--- START OF Records supplied ---
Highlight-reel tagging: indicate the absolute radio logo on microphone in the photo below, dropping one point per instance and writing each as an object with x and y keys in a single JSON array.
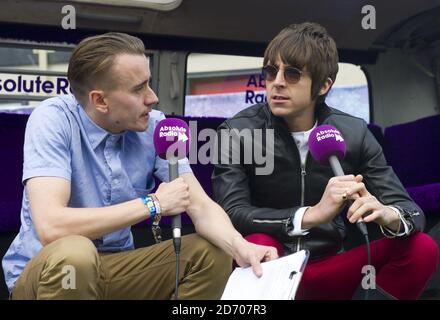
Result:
[
  {"x": 174, "y": 131},
  {"x": 329, "y": 133}
]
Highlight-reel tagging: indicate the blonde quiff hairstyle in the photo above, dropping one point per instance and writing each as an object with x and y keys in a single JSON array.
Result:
[{"x": 93, "y": 58}]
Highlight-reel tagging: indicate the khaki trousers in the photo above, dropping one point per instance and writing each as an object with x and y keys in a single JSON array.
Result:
[{"x": 72, "y": 268}]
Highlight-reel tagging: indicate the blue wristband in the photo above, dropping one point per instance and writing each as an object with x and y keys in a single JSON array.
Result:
[{"x": 149, "y": 203}]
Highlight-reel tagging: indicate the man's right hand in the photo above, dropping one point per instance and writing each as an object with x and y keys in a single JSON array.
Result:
[
  {"x": 173, "y": 197},
  {"x": 332, "y": 200}
]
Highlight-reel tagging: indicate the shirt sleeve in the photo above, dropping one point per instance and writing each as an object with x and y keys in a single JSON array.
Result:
[{"x": 47, "y": 144}]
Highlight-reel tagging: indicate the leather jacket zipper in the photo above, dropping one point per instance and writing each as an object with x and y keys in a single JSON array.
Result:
[{"x": 303, "y": 183}]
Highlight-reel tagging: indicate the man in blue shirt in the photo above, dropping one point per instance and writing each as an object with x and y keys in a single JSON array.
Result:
[{"x": 89, "y": 162}]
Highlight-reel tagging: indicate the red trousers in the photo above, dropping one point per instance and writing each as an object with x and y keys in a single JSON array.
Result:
[{"x": 403, "y": 267}]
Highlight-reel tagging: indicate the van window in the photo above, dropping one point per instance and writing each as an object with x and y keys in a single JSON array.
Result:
[{"x": 223, "y": 85}]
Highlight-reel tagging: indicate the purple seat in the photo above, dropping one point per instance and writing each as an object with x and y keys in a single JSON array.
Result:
[
  {"x": 12, "y": 128},
  {"x": 377, "y": 133},
  {"x": 413, "y": 150}
]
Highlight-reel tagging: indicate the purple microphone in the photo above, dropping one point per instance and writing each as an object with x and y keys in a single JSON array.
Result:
[
  {"x": 171, "y": 142},
  {"x": 327, "y": 146},
  {"x": 171, "y": 139}
]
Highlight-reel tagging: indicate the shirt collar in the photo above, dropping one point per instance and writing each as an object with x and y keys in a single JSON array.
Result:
[{"x": 305, "y": 134}]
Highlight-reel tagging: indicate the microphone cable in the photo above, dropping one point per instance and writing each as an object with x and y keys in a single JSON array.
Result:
[{"x": 176, "y": 243}]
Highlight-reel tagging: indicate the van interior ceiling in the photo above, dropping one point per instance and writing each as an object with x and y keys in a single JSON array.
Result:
[{"x": 396, "y": 60}]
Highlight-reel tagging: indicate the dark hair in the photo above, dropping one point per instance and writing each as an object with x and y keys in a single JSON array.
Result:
[
  {"x": 93, "y": 58},
  {"x": 306, "y": 45}
]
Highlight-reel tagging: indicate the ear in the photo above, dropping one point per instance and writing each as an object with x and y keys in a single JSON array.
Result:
[
  {"x": 326, "y": 87},
  {"x": 97, "y": 101}
]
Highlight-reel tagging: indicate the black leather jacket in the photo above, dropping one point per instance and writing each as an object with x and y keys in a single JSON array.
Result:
[{"x": 268, "y": 203}]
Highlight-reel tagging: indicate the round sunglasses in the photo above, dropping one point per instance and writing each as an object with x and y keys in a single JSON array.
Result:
[{"x": 291, "y": 74}]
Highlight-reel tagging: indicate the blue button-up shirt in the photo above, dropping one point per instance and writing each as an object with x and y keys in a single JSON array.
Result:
[{"x": 103, "y": 169}]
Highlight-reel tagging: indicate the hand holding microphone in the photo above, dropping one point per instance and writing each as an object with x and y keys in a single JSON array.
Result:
[
  {"x": 328, "y": 147},
  {"x": 173, "y": 197},
  {"x": 171, "y": 142}
]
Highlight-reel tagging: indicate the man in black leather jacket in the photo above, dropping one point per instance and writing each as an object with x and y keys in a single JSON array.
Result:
[{"x": 297, "y": 204}]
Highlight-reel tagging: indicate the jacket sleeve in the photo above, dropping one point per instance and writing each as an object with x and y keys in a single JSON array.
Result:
[
  {"x": 383, "y": 183},
  {"x": 231, "y": 190}
]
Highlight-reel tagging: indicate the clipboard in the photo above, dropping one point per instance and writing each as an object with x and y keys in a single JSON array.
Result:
[{"x": 280, "y": 279}]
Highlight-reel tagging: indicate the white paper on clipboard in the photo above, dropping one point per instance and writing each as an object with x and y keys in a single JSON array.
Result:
[{"x": 280, "y": 279}]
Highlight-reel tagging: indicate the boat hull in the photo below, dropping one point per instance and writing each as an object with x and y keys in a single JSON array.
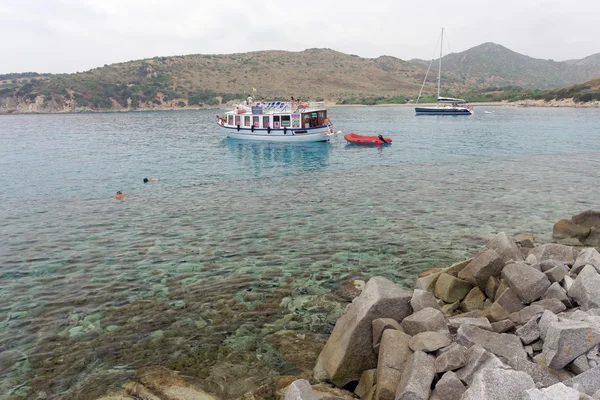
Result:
[
  {"x": 443, "y": 111},
  {"x": 320, "y": 134}
]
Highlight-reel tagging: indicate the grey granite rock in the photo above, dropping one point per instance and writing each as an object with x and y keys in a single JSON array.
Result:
[
  {"x": 586, "y": 287},
  {"x": 505, "y": 247},
  {"x": 368, "y": 379},
  {"x": 381, "y": 324},
  {"x": 450, "y": 289},
  {"x": 450, "y": 387},
  {"x": 349, "y": 350},
  {"x": 527, "y": 283},
  {"x": 422, "y": 299},
  {"x": 393, "y": 353},
  {"x": 300, "y": 390},
  {"x": 587, "y": 382},
  {"x": 455, "y": 323},
  {"x": 501, "y": 344},
  {"x": 486, "y": 264},
  {"x": 543, "y": 376},
  {"x": 498, "y": 384},
  {"x": 566, "y": 340},
  {"x": 552, "y": 251},
  {"x": 530, "y": 332},
  {"x": 417, "y": 377},
  {"x": 451, "y": 358},
  {"x": 478, "y": 359},
  {"x": 428, "y": 319},
  {"x": 429, "y": 341},
  {"x": 589, "y": 256}
]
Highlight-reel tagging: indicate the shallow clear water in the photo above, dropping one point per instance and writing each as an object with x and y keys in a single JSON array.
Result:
[{"x": 229, "y": 268}]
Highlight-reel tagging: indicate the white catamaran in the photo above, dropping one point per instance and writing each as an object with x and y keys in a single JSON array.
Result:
[{"x": 445, "y": 105}]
--- END OF Records supplied ---
Repeat every line of the items above word for word, leaving out the pictures.

Completed exercise =
Highlight-reel tagging: indicate the absolute radio logo on microphone in the photo below, dropping one point per instance and writing each as an object with x and y keys in a single JSON array.
Result:
[
  {"x": 174, "y": 131},
  {"x": 329, "y": 133}
]
Highlight-reel tagging: indicate the blonde quiff hairstyle in the photo above, dropping one point per instance and writing each as an object with x and y keys in a single JSON array.
Result:
[{"x": 93, "y": 58}]
Highlight-reel tagging: indicate the khaki trousers in the photo above, dropping one point per instance and writing each as an object with x and y keys in a single JSON array.
Result:
[{"x": 72, "y": 268}]
Highlight-reel tagging: indicate the blue wristband in the photo above, dropping one point per instance and writing each as an object with x and y keys in a single JSON array.
Result:
[{"x": 149, "y": 203}]
Highlight-reel tagging: indicate the man's right hand in the photo above, dropping one point per instance and writing each as an object with x and y keys in a single JSON array.
Result:
[
  {"x": 173, "y": 197},
  {"x": 332, "y": 200}
]
Highlight-reel tagging: indicate the shirt sleeve in the photo above, dropping one point per instance and writing each as an object with x and y keys in a single JSON array.
Result:
[{"x": 47, "y": 144}]
Highlight-reel tagging: indicate the leather jacket zipper in the photo above, dropping one point per instance and writing each as an object with x and y keys in a single JSON array.
Result:
[{"x": 303, "y": 183}]
Highlight-reel tagging: indicate the man in blue shirt in the photo above, dropping one point per instance and writing each as an object with x and y keys in a single JSON array.
Result:
[{"x": 89, "y": 162}]
Highlight-reel tagging: indicate the red trousers in the photo above, dropping one point per instance and writing each as an object with x and y keys in a single JSON array.
Result:
[{"x": 403, "y": 267}]
Highlight-reel tagging: indicate the van window in the photo above, dropping one point per instance and writing each as an object with x and y keys in a single JSON array.
Result:
[{"x": 223, "y": 85}]
Highlight-reel tagging: indicate the purple seat in the photo above, dropping one point per instance and writing each as an object with x and y keys in a single JSON array.
Result:
[
  {"x": 12, "y": 128},
  {"x": 377, "y": 133},
  {"x": 413, "y": 150}
]
Highlight-reel tagging: indicate the purple microphone in the photo above, dropping one point per instance and writing each as an object with x and y keys in a single JSON array.
Result:
[
  {"x": 171, "y": 142},
  {"x": 327, "y": 146},
  {"x": 171, "y": 139}
]
Highlight-reel tagging: indicate the shirt collar in the photo above, dropping one point per instance and writing each as an object with x and y keys in a single JSON array.
Result:
[{"x": 305, "y": 134}]
Highlight-reel tagging: indicate the microphone cable in the photo above, dropping one point per instance and writing each as an object with x and y keys in a single JSON array.
Result:
[{"x": 176, "y": 243}]
Highlight-reel tagging: indicate the van interior ceiling in the photo above, dropping one point per instance and writing each as an object with x and y keys in a single JSON array.
Result:
[{"x": 396, "y": 60}]
Highlight-reel tagging: indicate the dark hair in the photo above, dropping one point per instance and writing each as an object with x and y keys in a single JSON array.
Result:
[
  {"x": 93, "y": 58},
  {"x": 306, "y": 45}
]
Highlight-reel tagging: indicate the ear in the photo above, dropping one point per instance and writing each as an object with x and y keys in a single JSON array.
Result:
[
  {"x": 326, "y": 87},
  {"x": 97, "y": 101}
]
Highlight-reel tagging: indicate the black leather jacket in the photo above, dropping one point per instance and writing each as an object with x and y keys in a single JSON array.
Result:
[{"x": 268, "y": 203}]
Highlight-reel tagging: indicate the round sunglasses in the photo above, dropping one point per instance and writing each as an object with x and y keys in a single JSON array.
Result:
[{"x": 291, "y": 74}]
Highlight-reel tagging: indicate the blue button-up shirt in the photo above, dropping one point per instance and writing each as an object with x and y keys in a single JSON array.
Result:
[{"x": 103, "y": 169}]
Highlight-reel tagging: indicate the hand holding microphone in the photo above, dropping one point per instance and writing each as an object with x and y keys in a single JSON array.
Result:
[
  {"x": 328, "y": 147},
  {"x": 173, "y": 197},
  {"x": 171, "y": 142}
]
Highlight-reel tagging: indicate the man in black leather jacket in the photo above, dropping one point per instance and writing each as an object with x and y keys in a single JSON array.
Result:
[{"x": 297, "y": 204}]
Highlight-reel tagging: indicate the jacket sleeve in the photo above, dropping one point per instance and writing each as an object with x and y keys in a single JSON array.
Result:
[
  {"x": 383, "y": 183},
  {"x": 231, "y": 190}
]
Highlight-reel tagging: indicate the clipboard in the photo above, dropping one point per instance and writing each as an object with x and y keys in a single JSON array.
Result:
[{"x": 280, "y": 279}]
Highlight-reel tagging: indicate the white paper on clipboard in the photo above, dropping one point per instance and writing each as an object with x and y keys in a single JSON array.
Result:
[{"x": 280, "y": 279}]
Highlight-reel tagging: indicate the boat hull in the photo below, dropping one point per instance and writing each as an object with x and y keys in a single JSON array.
Result:
[
  {"x": 443, "y": 111},
  {"x": 320, "y": 134}
]
Highlight-reel tagging: indicate the grey granite rock in the photo above, dropping one point per instance and writing each as an object with x and y keys in a single JSON array.
Result:
[
  {"x": 586, "y": 287},
  {"x": 505, "y": 247},
  {"x": 368, "y": 379},
  {"x": 381, "y": 324},
  {"x": 450, "y": 289},
  {"x": 450, "y": 387},
  {"x": 349, "y": 350},
  {"x": 527, "y": 283},
  {"x": 422, "y": 299},
  {"x": 393, "y": 353},
  {"x": 300, "y": 390},
  {"x": 587, "y": 382},
  {"x": 455, "y": 323},
  {"x": 501, "y": 344},
  {"x": 486, "y": 264},
  {"x": 543, "y": 376},
  {"x": 498, "y": 384},
  {"x": 566, "y": 340},
  {"x": 552, "y": 251},
  {"x": 530, "y": 332},
  {"x": 417, "y": 377},
  {"x": 451, "y": 358},
  {"x": 478, "y": 359},
  {"x": 428, "y": 319},
  {"x": 429, "y": 341},
  {"x": 589, "y": 256}
]
Highlight-reel tagging: indicate the shallow clear water in the photo above, dropping one point per instance and writing each as an object with x and y keys in a single JSON array.
Result:
[{"x": 229, "y": 268}]
Highlight-reel tagging: indicate the white catamaran in the photo above, dropping one point per instance and writing each as an object with x and y keys in a single JSON array.
Result:
[{"x": 445, "y": 105}]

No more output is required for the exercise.